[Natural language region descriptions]

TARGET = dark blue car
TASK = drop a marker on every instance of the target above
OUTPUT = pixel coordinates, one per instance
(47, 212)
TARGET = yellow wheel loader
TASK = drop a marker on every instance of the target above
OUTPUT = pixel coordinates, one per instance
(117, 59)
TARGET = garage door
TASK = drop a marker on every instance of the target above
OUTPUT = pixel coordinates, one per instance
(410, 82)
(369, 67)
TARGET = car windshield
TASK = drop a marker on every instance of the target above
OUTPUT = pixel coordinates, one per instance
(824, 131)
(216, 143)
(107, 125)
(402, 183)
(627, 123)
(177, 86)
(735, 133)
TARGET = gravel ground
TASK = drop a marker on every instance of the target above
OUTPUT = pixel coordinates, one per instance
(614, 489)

WORK REQUEST -
In full and without alteration, return every line above.

TASK ANSWER -
TARGET = dark blue car
TASK = drop a marker on every instance of the target above
OUTPUT = pixel coordinates, one per instance
(47, 212)
TARGET = yellow wheel loader
TASK = drop a marker on every instance of the target above
OUTPUT = pixel coordinates, one per instance
(117, 59)
TARGET = garage door
TASK = drop a marker on every instance of the target above
OUTPUT = pixel coordinates, one per instance
(410, 82)
(369, 67)
TARGET = car windshield
TASK = drop a marker on every instance of the target above
OUTPUT = pixel coordinates, one per instance
(824, 131)
(216, 143)
(107, 125)
(402, 183)
(627, 123)
(177, 86)
(735, 133)
TARGET = gravel ground
TASK = drop a marker on every instance of the target above
OUTPUT = pixel coordinates, one per instance
(614, 489)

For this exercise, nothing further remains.